« Occident », de Remi de Vos, mise en scène Frédéric Dussenne

Théâtre Girasole Avignon

 

J’avais aimé Débrayages de Remi de Vos, mis en scène par Anne-Laure Liégeois, au Volcan, Occident écrit en 2005 est stupéfiant et jubilatoire.

« Putain/ Tu m’as fait peur. Où t’étais ?/ Espèce de pute. / Où t’étais ?/ Sale putain. / C’est tout ?/ Pute de merde./ C’est quoi ton problème ?/ Salope./ Oh tu me parles autrement ! Qu’est-ce que t’as ? T’es maboul ?/ Je vais te tuer. / Encore ! Qu’est-ce que je t’ai fait ? »

Le ton est donné ! Sur scène, un simple rideau de douche tendu. Une femme assise sur une chaise de cuisine. Entre un homme (Philippe Jeusette), apparemment ivre après une virée dont on comprend vite qu’elle est journalière. « Y a rien de plus emmerdant que de discuter avec un mec bourré ». Une suite précipitée de répliques et d’insultes fulgurantes qui semblent récurrentes.
Elle (Valérie Bauchau), ne se laisse pas faire : « Et moi je te balance un truc en travers de la gueule ! » Lui est un « sale facho alcoolique et impuissant », elle, ne cède jamais, répétant à toutes les injures racistes contre les Arabes, les Yougoslaves, les Noirs etc… « C’est des gens comme les autres ». Un vocabulaire cru, des opinions extrémistes. « Et qu’est-ce que tu as fait toi pendant qu’un Yougoslave cassait la gueule à Mohamed ?/ Je regardais les autres. / T’as rien dit du tout. / Je parle pas yougoslave. / »

Passée la stupéfaction, cet échange mené tambour battant comme une mécanique suscite nos rires grâce aux qualités de l’auteur Remi de Vos et au ton imperturbable des comédiens mis en scène par Frédéric Dussenne. « Parce que j’écris plus, je bande plus de la tête ?/ Bravo / T’emploies des métaphores. / Si tu le dis. / T’es une intellectuelle… » ( !!). C’est le rythme, le laconisme, la répétition, mais aussi l’implicite, les jeux de mots, les hyperboles, toutes les ressources de la langue.

» **CONSIGNES**:
A – Reproduisez le passage de la critique d'« Occident » qui va de « Théâtre Girasole Avignon » à « stupéfiant et jubilatoire. ».
B – D'après la critique d'« Occident », qu'est-ce qui fait rire dans l'échange entre l'homme et la femme une fois la stupéfaction passée ? Répondez en une à trois phrases.

» **SEGMENT DE DONNÉES**:

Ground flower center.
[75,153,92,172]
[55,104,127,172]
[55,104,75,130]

» **RÉPONSES PAR TÂCHE**:
A –
Théâtre Girasole Avignon

 

J’avais aimé Débrayages de Remi de Vos, mis en scène par Anne-Laure Liégeois, au Volcan, Occident écrit en 2005 est stupéfiant et jubilatoire.

B – L'échange fait rire grâce aux qualités de l'auteur, Remi de Vos, et au ton imperturbable des comédiens mis en scène par Frédéric Dussenne. Ces qualités sont le rythme, le laconisme, la répétition, l'implicite, les jeux de mots et les hyperboles, c'est-à-dire toutes les ressources de la langue.